Aim: Count the lines in the items below that contain the string "brown", treating uppercase and lowercase as different. Reply with the number alone.

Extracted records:
--

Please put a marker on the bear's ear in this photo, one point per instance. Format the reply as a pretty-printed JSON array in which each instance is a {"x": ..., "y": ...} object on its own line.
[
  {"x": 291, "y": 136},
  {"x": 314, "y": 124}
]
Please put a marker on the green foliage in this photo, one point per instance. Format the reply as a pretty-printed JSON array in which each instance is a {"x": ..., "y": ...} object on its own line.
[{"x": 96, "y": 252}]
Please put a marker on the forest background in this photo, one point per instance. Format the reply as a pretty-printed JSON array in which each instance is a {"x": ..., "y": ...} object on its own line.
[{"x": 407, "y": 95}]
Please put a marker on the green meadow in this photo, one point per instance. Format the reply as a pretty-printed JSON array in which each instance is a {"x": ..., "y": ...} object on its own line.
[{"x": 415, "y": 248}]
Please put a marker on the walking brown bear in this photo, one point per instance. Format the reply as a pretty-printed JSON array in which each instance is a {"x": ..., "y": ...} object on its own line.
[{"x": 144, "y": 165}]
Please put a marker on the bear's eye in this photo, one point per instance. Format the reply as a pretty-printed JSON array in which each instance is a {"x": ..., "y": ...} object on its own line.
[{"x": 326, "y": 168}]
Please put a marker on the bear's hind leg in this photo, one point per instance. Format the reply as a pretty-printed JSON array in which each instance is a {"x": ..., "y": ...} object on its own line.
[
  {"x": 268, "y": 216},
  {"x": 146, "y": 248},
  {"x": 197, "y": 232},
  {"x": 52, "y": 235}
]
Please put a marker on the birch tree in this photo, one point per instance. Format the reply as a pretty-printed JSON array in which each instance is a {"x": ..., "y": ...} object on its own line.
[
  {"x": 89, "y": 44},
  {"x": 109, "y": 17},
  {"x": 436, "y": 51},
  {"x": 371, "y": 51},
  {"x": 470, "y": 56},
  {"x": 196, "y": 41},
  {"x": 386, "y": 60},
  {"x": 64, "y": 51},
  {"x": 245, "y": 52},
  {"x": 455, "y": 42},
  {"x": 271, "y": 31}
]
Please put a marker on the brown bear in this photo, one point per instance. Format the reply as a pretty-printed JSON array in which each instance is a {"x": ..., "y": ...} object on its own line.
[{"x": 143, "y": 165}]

--

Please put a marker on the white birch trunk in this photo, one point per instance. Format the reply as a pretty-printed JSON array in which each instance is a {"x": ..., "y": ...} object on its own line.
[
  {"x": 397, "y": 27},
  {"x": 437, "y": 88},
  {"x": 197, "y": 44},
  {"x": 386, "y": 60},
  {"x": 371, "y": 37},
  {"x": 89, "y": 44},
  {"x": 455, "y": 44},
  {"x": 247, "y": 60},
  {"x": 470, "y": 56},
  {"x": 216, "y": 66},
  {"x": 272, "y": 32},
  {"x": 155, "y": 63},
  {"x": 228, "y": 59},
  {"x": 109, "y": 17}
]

--

Written solution: 2